Point annotation records:
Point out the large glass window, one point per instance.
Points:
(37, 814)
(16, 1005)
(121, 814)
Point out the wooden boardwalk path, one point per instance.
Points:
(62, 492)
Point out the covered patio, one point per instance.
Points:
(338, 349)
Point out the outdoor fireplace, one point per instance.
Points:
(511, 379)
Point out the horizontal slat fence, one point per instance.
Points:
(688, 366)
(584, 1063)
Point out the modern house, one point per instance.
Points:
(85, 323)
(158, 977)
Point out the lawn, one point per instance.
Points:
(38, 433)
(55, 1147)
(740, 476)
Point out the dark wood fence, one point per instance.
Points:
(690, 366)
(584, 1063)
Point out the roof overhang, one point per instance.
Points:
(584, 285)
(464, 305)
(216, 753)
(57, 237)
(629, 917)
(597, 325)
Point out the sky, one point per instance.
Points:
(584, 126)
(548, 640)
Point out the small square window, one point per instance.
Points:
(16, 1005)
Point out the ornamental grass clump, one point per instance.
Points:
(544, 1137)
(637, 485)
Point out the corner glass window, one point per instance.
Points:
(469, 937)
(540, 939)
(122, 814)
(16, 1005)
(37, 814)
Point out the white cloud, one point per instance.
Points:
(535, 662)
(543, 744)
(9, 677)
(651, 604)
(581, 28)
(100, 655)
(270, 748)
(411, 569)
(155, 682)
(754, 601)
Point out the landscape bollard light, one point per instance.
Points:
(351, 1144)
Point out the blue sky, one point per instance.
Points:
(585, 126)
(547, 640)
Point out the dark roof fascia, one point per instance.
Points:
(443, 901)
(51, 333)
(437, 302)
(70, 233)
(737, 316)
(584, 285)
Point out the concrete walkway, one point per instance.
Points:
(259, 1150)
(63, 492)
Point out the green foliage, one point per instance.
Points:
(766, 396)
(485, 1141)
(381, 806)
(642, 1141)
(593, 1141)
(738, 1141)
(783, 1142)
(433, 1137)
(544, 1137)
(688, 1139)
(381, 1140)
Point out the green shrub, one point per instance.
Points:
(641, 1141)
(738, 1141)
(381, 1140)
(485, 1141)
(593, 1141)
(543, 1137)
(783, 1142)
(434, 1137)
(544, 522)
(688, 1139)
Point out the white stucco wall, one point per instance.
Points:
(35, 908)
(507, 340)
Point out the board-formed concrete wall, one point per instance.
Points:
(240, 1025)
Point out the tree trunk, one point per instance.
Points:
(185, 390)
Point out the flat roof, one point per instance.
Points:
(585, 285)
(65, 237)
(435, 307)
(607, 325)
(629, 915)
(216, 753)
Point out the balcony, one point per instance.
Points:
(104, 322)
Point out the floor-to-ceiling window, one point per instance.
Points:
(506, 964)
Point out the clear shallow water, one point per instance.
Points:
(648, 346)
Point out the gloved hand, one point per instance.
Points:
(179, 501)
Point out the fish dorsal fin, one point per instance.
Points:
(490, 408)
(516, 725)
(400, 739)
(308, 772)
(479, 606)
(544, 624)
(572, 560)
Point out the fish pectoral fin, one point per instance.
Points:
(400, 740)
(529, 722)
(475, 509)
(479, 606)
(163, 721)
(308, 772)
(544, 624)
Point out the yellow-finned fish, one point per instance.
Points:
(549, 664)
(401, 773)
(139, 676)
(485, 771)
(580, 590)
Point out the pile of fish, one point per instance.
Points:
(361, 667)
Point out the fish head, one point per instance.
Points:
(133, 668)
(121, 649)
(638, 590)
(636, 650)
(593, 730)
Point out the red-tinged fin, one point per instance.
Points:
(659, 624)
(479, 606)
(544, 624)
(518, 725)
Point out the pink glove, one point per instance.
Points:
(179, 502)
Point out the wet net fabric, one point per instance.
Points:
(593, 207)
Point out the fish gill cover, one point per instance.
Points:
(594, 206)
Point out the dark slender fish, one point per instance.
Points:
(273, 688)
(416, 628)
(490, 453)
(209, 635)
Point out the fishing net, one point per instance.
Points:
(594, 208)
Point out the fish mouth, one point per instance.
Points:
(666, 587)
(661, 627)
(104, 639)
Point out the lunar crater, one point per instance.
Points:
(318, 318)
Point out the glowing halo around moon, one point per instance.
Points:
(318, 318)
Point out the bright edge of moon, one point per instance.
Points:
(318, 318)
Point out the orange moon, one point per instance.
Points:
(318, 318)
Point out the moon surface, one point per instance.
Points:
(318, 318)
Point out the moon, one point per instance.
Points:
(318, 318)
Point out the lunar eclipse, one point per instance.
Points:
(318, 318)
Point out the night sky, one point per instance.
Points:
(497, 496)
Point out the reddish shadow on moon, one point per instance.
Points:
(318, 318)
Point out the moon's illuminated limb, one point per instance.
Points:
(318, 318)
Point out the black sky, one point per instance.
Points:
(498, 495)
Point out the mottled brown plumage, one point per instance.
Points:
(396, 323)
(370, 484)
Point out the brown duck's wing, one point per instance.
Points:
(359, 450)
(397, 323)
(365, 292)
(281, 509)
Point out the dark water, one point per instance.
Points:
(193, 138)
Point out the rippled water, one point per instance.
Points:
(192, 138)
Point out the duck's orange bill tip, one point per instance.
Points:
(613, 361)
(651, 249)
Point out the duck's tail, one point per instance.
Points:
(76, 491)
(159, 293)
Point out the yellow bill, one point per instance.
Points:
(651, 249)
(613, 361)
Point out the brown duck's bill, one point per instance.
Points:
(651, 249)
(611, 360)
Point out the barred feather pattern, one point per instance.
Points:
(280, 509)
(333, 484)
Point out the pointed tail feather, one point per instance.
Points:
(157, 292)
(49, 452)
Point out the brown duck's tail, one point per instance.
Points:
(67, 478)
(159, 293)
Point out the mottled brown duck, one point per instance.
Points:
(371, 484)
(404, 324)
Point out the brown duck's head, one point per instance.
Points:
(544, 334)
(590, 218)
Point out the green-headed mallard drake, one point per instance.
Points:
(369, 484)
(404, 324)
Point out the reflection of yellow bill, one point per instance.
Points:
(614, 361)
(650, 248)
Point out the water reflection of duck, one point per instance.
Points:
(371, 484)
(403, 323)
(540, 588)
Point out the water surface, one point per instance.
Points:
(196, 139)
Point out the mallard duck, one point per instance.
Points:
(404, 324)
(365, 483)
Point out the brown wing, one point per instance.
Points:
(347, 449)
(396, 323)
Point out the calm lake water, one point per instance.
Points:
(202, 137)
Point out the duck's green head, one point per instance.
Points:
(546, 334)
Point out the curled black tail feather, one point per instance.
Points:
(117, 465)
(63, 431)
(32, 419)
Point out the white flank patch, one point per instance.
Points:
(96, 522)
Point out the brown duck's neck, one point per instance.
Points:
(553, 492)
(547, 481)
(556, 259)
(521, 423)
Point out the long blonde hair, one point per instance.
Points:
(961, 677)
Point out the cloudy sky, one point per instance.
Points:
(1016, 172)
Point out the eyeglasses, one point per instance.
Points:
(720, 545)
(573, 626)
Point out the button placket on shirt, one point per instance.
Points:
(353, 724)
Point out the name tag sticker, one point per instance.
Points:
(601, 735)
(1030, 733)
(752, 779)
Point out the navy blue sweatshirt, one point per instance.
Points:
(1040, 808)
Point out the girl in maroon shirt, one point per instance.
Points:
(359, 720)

**TASK TO COMPLETE**
Write out every line from the records above, word for word.

**SOLUTION TO THE EXERCISE**
Point out the large glass window, one point per instance.
Points:
(37, 814)
(16, 1005)
(121, 814)
Point out the wooden boardwalk path, one point per instance.
Points:
(62, 492)
Point out the covered patio, one point per instance.
Points:
(338, 349)
Point out the outdoor fireplace, one point per instance.
Points:
(511, 379)
Point out the horizontal slat fence, one point per instance.
Points:
(688, 366)
(584, 1063)
Point out the modern house, one point per instance.
Points:
(85, 323)
(158, 977)
Point out the lawn, one point per instance.
Points:
(38, 433)
(55, 1147)
(740, 476)
Point out the dark wood fence, one point per instance.
Points:
(690, 366)
(584, 1063)
Point out the roof overhang, one point per instance.
Points:
(584, 285)
(464, 305)
(216, 753)
(57, 237)
(629, 917)
(597, 325)
Point out the sky, one point per instance.
Points:
(584, 126)
(548, 640)
Point out the small square window, one point per instance.
Points:
(16, 1005)
Point out the ornamental grass clump, one point per instance.
Points:
(544, 1137)
(637, 485)
Point out the corner glass window, one point per instance.
Points:
(469, 937)
(540, 939)
(122, 814)
(16, 1005)
(37, 814)
Point out the white cloud, one point per instance.
Points:
(535, 662)
(543, 744)
(9, 677)
(651, 604)
(581, 28)
(100, 655)
(270, 748)
(411, 569)
(155, 682)
(754, 601)
Point out the landscape bollard light, one point per instance.
Points:
(351, 1144)
Point out the blue sky, one point per instance.
Points:
(585, 126)
(547, 640)
Point out the dark roof fascia, one point per instance.
Points:
(443, 901)
(51, 333)
(437, 302)
(70, 233)
(737, 316)
(584, 285)
Point out the concrete walkway, one point per instance.
Points:
(259, 1150)
(63, 492)
Point out the green foliage, one point per instance.
Points:
(766, 396)
(485, 1141)
(381, 806)
(642, 1141)
(593, 1141)
(738, 1141)
(783, 1142)
(433, 1137)
(544, 1137)
(688, 1139)
(381, 1140)
Point out the green shrub, one point per instance.
Points:
(641, 1141)
(738, 1141)
(381, 1140)
(485, 1141)
(593, 1141)
(543, 1137)
(783, 1142)
(434, 1137)
(544, 522)
(688, 1139)
Point out the white stucco wall, one point per instance.
Points:
(35, 908)
(507, 340)
Point out the board-formed concrete wall, one point per instance.
Points:
(240, 1025)
Point out the tree trunk, one point per instance.
Points:
(185, 390)
Point out the flat roof, one point per instance.
Points:
(585, 285)
(65, 237)
(435, 307)
(607, 325)
(629, 915)
(216, 753)
Point out the balcony, one point per instance.
Points:
(104, 322)
Point out the floor-to-ceiling window, one point per instance.
Points:
(506, 964)
Point out the clear shallow water, one point per instance.
Points:
(648, 346)
Point out the gloved hand, one point per instance.
Points:
(179, 501)
Point out the fish dorsal fin, one point per instance.
Points:
(490, 408)
(516, 725)
(400, 739)
(308, 772)
(479, 606)
(544, 624)
(572, 560)
Point out the fish pectoral fin, one point per instance.
Points:
(400, 740)
(529, 722)
(475, 509)
(479, 606)
(163, 721)
(308, 772)
(544, 624)
Point out the yellow-finned fish, one point per instance.
Points:
(549, 664)
(401, 773)
(139, 676)
(485, 771)
(580, 590)
Point out the pile of fish, one point per instance.
Points:
(361, 667)
Point out the fish head, one point per instance.
Points:
(133, 668)
(121, 649)
(638, 590)
(636, 650)
(593, 730)
Point out the red-tinged fin, one point per instance.
Points:
(659, 624)
(479, 606)
(544, 624)
(518, 725)
Point out the pink glove, one point per instance.
Points:
(179, 502)
Point out the wet net fabric, one point per instance.
Points:
(593, 207)
Point out the fish gill cover, one point per instance.
Points:
(594, 206)
Point out the dark slender fish, one point per instance.
Points:
(273, 688)
(416, 628)
(490, 453)
(209, 635)
Point out the fishing net, one point per instance.
Points:
(594, 208)
Point out the fish mouth, one point per instance.
Points:
(666, 587)
(661, 627)
(104, 639)
Point out the lunar crater, one point per instance.
Points:
(318, 318)
Point out the glowing halo around moon, one point per instance.
Points:
(318, 318)
Point out the bright edge of moon, one point per instance.
Points:
(318, 318)
Point out the orange moon, one point per instance.
Points:
(318, 318)
Point out the moon surface, one point per instance.
Points:
(318, 318)
Point out the moon, one point per instance.
Points:
(318, 318)
Point out the lunar eclipse, one point per instance.
Points:
(318, 318)
Point out the night sky, one point per instance.
Points:
(497, 496)
Point out the reddish shadow on moon, one point per instance.
Points:
(318, 318)
Point out the moon's illuminated limb, one point per instance.
Points:
(318, 318)
Point out the black sky, one point per instance.
Points:
(498, 495)
Point out the mottled brown plumage, one point per instance.
Points:
(396, 323)
(370, 484)
Point out the brown duck's wing, one point per instance.
Points:
(359, 450)
(397, 323)
(365, 292)
(281, 509)
Point out the dark water, one point per instance.
Points:
(193, 138)
Point out the rippled water, one point per instance.
Points:
(192, 138)
Point out the duck's orange bill tip, one point per instance.
Points:
(613, 361)
(651, 249)
Point out the duck's tail, one point per instance.
Points:
(76, 491)
(159, 293)
Point out the yellow bill, one point per instance.
Points:
(651, 249)
(613, 361)
Point out the brown duck's bill, one point per instance.
Points:
(651, 249)
(611, 360)
Point out the barred feather pattern, one point per instance.
Points:
(280, 509)
(333, 484)
Point out the pointed tail feather, one point per instance.
Points:
(157, 292)
(49, 452)
Point out the brown duck's tail, one point per instance.
Points:
(67, 478)
(159, 293)
Point out the mottled brown duck, one point per instance.
Points:
(371, 484)
(404, 324)
Point out the brown duck's head, one point per instance.
Points:
(544, 334)
(590, 218)
Point out the green-headed mallard drake, one point per instance.
Points:
(369, 484)
(404, 324)
Point out the reflection of yellow bill, one point per instance.
Points:
(614, 361)
(650, 248)
Point out the water reflection of duck, one point per instance.
Points:
(371, 484)
(403, 323)
(540, 588)
Point out the water surface, one point per instance.
Points:
(196, 139)
Point out the mallard duck, one point per instance.
Points:
(404, 324)
(365, 483)
Point out the brown wing, one point per instance.
Points:
(347, 449)
(396, 323)
Point out the calm lake water, one point per instance.
Points:
(202, 137)
Point out the duck's green head, one point per instance.
Points:
(546, 334)
Point out the curled black tail feather, one point per instance.
Points:
(117, 465)
(63, 431)
(32, 419)
Point out the white flank patch, one point per instance.
Points:
(96, 522)
Point out the brown duck's neck, one point per instance.
Points:
(553, 492)
(547, 481)
(556, 259)
(521, 423)
Point out the long blonde hair, one point per instance.
Points:
(961, 677)
Point out the cloudy sky, one point per instance.
Points:
(1016, 172)
Point out the eyeglasses, one point per instance.
Points:
(720, 545)
(573, 626)
Point out the button placket on shirt, one point per instance.
Points:
(353, 724)
Point out the name tag sticker, one point per instance.
Points:
(601, 735)
(1030, 733)
(752, 779)
Point out the navy blue sweatshirt, one point per instance.
Points:
(1040, 808)
Point out the girl in maroon shirt, one point per instance.
Points:
(359, 720)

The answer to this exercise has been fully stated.